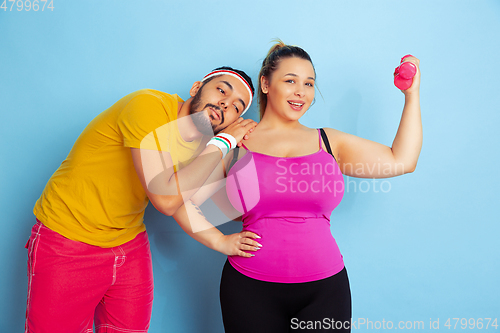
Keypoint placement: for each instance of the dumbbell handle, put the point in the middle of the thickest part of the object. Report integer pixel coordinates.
(404, 74)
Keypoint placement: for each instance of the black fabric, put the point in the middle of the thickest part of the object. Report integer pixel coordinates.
(249, 305)
(327, 143)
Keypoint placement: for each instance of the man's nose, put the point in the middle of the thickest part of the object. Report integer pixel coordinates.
(223, 104)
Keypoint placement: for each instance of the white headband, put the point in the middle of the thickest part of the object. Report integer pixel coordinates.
(236, 75)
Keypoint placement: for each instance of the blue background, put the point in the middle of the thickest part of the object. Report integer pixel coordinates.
(426, 249)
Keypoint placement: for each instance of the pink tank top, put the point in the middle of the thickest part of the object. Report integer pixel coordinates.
(288, 202)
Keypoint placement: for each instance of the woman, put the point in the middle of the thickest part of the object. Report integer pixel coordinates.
(284, 271)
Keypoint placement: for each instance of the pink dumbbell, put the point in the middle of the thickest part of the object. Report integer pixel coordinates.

========================================================================

* Task instructions *
Return the line that contains "Keypoint placement: for each instance of the black" and all lines after it, verbatim, and nothing else.

* Worked answer *
Keypoint placement: for each instance of the black fabric, put the point in the middle of the thickest part of the object. Report integer pixel coordinates.
(249, 305)
(327, 143)
Keypoint placement: for each instance of the man's nose, put the point in the middle of the thickest part of the object. Report integer pixel coordinates.
(223, 104)
Keypoint placement: for each instance of the white headband, put the point in the middle of the thickest part of the object. Report integer pixel coordinates.
(236, 75)
Keypoint placement: for each instance of the blue background, put the point in the middle of the thickest part of the object. Report integer pixel coordinates.
(426, 249)
Keypoint placement: for each instance of the pink tank top, put the point in the middle of the thickest part of the object. Report integer pixel coordinates.
(288, 202)
Keypoint placement: for each instance of the woman, put the point in the middle of the thickest part of the object. Report integer pixel coordinates.
(284, 271)
Keypoint placement: for each instance of the pink dumbbell, put the point in the middle of the thickest part of the object. Report integer pixel coordinates.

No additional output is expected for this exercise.